# start of DOCUMENT PASSAGE
# All out yard haunt, but not a wearing costume



## spinachetr (Nov 9, 2009)

I'm sure I will get some flak for this from some diehard members on here. I am going all out doing a yard haunt this year, but I have absolutely no ambition to dress up in a costume....so no costume for me. The only thing I would consider wearing would be an oversized stalkaround (that I would build, the current skull from Costco would be awesome) Anyone else do major decorating/haunt, but doesn't wear a costume?


----------



## niblique71 (Dec 2, 2009)

I've never worn a costume either. I'm usually so busy with setting things up and monitoring the tots and props, that a costume always seems to be an afterthought. I would consider wearing one if I could find or make one that I liked. Ultimately I'd like to have some help with my haunt so I can be more free to dress the part.


----------



## Scottzilla (Jun 13, 2007)
# end of DOCUMENT PASSAGE
# start of LISTED RECORDS
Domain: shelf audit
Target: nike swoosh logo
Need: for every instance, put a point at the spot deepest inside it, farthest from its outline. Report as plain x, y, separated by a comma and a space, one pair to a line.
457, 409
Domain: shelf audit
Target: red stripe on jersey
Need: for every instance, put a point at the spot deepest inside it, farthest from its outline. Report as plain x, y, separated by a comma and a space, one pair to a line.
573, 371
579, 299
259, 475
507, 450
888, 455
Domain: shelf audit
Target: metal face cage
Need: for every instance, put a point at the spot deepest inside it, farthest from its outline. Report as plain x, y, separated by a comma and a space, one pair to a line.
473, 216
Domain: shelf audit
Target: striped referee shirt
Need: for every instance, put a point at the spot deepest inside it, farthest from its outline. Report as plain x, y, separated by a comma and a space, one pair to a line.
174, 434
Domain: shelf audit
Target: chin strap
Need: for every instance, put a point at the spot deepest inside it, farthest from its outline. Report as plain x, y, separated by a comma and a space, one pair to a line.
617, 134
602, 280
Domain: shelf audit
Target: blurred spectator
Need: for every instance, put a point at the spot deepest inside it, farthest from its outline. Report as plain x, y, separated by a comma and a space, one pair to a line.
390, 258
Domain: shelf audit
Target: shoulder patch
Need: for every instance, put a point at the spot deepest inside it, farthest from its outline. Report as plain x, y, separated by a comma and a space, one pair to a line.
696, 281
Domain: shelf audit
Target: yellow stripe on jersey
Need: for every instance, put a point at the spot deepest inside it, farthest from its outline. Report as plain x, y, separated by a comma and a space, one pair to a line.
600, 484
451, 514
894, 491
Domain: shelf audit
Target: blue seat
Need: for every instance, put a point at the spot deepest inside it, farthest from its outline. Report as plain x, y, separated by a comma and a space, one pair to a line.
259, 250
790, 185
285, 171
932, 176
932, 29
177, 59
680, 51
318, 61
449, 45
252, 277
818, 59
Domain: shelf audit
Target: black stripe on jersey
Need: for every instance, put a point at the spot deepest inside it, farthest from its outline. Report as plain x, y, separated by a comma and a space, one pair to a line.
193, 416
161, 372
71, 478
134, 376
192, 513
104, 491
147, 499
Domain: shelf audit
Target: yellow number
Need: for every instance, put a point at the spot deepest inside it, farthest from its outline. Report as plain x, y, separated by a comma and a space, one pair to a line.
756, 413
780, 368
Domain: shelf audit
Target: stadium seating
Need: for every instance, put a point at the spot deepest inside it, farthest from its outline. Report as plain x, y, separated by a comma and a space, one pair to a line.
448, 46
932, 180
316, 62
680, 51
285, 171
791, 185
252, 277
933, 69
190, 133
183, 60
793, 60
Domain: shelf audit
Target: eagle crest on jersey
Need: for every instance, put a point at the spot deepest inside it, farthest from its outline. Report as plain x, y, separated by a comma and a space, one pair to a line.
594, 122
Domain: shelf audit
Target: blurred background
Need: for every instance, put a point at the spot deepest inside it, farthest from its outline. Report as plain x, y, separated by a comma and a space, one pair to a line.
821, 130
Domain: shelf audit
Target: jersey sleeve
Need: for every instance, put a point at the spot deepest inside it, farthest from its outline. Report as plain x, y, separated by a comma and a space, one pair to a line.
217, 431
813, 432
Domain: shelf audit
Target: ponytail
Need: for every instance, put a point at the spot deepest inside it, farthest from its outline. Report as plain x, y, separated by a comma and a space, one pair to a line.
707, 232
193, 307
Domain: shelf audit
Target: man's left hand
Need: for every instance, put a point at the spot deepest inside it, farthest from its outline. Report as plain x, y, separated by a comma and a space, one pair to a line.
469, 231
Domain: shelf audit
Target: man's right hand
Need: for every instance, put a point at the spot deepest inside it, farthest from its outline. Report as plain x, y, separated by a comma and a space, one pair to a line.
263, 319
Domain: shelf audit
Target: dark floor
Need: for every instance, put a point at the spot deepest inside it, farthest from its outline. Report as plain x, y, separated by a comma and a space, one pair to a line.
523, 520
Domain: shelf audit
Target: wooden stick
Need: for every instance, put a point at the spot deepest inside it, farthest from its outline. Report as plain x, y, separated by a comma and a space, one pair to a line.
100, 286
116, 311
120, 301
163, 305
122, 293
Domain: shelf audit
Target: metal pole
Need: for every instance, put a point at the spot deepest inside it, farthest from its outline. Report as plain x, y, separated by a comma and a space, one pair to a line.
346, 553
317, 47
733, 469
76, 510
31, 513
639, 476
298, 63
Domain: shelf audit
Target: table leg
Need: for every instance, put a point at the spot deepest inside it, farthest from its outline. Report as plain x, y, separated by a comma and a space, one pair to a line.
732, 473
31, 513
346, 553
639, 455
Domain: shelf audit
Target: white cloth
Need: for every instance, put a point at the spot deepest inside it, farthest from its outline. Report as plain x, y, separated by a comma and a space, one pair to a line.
# end of LISTED RECORDS
■ **PROBLEM SET**:
**a.** In the yard haunt thread, what does niblique71 say keeps costumes an afterthought?
**b.** Summarize the yard haunt thread in two sentences.

■ **IN RESPONSE**:
**a.** Being busy setting things up and monitoring the tots and props.

**b.** spinachetr is going all out on a yard haunt this year but has no ambition to wear a costume, though an oversized stalkaround of spinachetr's own building would be an option, and asks whether others do major haunts without dressing up. niblique71 has never worn a costume either, being too busy with setup and monitoring, and would like help with the haunt in order to be freer to dress the part.